◆ Exercise details ◆
Up through the line that contains "<point>132,296</point>", retype the entries exactly, beginning at the very first line.

*** Material provided Section Begins ***

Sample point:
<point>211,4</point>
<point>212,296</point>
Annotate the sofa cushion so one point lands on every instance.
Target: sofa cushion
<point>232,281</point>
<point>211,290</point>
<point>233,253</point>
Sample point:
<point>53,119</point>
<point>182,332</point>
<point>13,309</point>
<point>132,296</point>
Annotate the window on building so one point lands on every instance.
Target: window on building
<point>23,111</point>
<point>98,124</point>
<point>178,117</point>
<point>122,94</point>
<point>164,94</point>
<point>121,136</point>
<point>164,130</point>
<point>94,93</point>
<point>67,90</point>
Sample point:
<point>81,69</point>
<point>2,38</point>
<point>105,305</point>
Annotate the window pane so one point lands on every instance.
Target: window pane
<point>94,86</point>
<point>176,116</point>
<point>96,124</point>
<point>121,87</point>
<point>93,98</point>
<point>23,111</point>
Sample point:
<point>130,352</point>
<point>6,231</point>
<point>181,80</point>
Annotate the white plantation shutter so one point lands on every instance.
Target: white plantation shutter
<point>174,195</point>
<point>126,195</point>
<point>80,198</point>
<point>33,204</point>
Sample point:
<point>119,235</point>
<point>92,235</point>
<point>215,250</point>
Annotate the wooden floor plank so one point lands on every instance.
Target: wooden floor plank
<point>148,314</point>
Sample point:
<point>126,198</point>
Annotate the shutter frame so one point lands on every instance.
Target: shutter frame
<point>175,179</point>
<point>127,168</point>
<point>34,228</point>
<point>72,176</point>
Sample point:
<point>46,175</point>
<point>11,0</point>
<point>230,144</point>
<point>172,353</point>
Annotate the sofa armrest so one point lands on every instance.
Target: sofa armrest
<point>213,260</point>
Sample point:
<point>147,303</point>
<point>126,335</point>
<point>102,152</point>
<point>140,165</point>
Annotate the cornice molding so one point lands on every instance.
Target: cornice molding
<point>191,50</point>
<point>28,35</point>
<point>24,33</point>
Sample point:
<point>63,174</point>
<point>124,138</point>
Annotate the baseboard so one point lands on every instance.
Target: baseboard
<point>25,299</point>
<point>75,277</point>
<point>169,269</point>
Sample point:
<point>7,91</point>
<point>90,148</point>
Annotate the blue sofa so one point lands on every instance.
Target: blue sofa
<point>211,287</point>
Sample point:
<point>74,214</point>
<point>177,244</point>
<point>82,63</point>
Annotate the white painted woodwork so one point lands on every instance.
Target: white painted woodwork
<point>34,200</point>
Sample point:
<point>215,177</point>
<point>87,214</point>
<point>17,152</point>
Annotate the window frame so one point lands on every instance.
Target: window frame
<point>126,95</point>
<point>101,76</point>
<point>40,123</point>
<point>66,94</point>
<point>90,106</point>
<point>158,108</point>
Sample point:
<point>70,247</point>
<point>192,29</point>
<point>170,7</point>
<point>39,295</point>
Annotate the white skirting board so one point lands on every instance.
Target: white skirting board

*** Material provided Section Ends ***

◆ Your response ◆
Sample point:
<point>211,4</point>
<point>212,296</point>
Annotate the sofa cushion so one point lands on every instance.
Target: sofa cushion
<point>232,281</point>
<point>211,290</point>
<point>233,253</point>
Sample point:
<point>53,119</point>
<point>182,332</point>
<point>13,309</point>
<point>132,296</point>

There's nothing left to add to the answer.